((

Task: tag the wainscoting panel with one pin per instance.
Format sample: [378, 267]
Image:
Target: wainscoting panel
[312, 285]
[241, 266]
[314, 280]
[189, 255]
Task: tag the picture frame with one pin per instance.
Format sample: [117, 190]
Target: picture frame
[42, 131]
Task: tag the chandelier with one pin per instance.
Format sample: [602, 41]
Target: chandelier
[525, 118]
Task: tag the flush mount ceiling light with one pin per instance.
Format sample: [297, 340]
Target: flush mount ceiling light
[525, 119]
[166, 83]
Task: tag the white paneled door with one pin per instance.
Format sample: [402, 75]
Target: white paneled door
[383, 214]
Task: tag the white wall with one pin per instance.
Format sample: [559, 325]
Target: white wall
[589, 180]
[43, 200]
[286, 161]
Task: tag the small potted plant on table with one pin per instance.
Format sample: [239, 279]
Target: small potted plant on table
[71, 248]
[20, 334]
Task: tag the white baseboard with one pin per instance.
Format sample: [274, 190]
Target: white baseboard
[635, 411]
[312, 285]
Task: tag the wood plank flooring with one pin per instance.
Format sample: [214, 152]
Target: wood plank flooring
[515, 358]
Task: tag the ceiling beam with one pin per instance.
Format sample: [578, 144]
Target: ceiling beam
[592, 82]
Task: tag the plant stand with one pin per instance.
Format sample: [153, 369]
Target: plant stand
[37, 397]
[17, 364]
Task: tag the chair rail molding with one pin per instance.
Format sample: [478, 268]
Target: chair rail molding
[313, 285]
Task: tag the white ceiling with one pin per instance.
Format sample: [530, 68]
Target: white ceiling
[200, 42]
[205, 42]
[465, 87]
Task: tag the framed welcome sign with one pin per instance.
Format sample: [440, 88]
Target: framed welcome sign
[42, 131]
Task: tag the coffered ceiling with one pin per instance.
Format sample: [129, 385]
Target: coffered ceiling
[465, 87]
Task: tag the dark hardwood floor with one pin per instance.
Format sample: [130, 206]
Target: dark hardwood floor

))

To be done
Recast the material above as a JSON list of strings, with one string for each line and blank lines left out.

Answer to this exercise
[
  "Task: tag the wainscoting panel with one pin per instance.",
  "Format sample: [378, 267]",
  "Image:",
  "Target: wainscoting panel",
  "[312, 285]",
  "[241, 266]",
  "[314, 280]",
  "[189, 255]",
  "Task: tag the picture frame with one pin per instance.",
  "Format sample: [117, 190]",
  "Target: picture frame",
  "[42, 131]",
  "Task: tag the chandelier with one pin per instance.",
  "Format sample: [602, 41]",
  "Target: chandelier",
  "[525, 118]",
  "Task: tag the flush mount ceiling light with one pin per instance.",
  "Format sample: [297, 340]",
  "Target: flush mount ceiling light",
  "[525, 119]",
  "[166, 83]",
  "Task: tag the white paneled door with one pin per instance.",
  "Format sample: [402, 75]",
  "Target: white paneled door",
  "[383, 214]",
  "Task: tag the white wall with one pin per instance.",
  "Format sample: [559, 325]",
  "Target: white wall",
  "[589, 180]",
  "[43, 200]",
  "[286, 161]",
  "Task: tag the small potted plant on table with one pin per instance.",
  "Format sample: [239, 279]",
  "Target: small potted plant on table",
  "[71, 248]",
  "[20, 334]",
  "Task: tag the white baseboard with one pin per instance.",
  "Format sample: [274, 190]",
  "Target: white baseboard",
  "[635, 411]",
  "[312, 285]",
  "Task: tag the wood plank flooring with one pin per instance.",
  "Format sample: [214, 152]",
  "Target: wood plank flooring",
  "[515, 358]",
  "Task: tag the ceiling beam with one pin per instance.",
  "Format sample: [578, 144]",
  "Target: ceiling beam",
  "[592, 82]",
  "Task: tag the plant stand with one pin per instance.",
  "Format sample: [153, 369]",
  "Target: plant stand",
  "[37, 397]",
  "[17, 364]",
  "Task: tag the chair rail molding with one pin per instance.",
  "Format sample: [478, 268]",
  "Target: chair rail molding",
  "[313, 285]",
  "Task: tag the white ceiling with one pin per instance.",
  "Format sample: [530, 68]",
  "Target: white ceiling",
  "[200, 42]",
  "[205, 42]",
  "[465, 87]",
  "Task: tag the framed welcome sign with one pin per instance.",
  "Format sample: [440, 88]",
  "Target: framed welcome sign",
  "[42, 131]",
  "Task: tag the coffered ceiling with one pin per instance.",
  "Format sample: [129, 385]",
  "Target: coffered ceiling",
  "[465, 87]",
  "Task: tag the dark hardwood floor with one pin per instance.",
  "Format sample: [130, 206]",
  "Target: dark hardwood floor"
]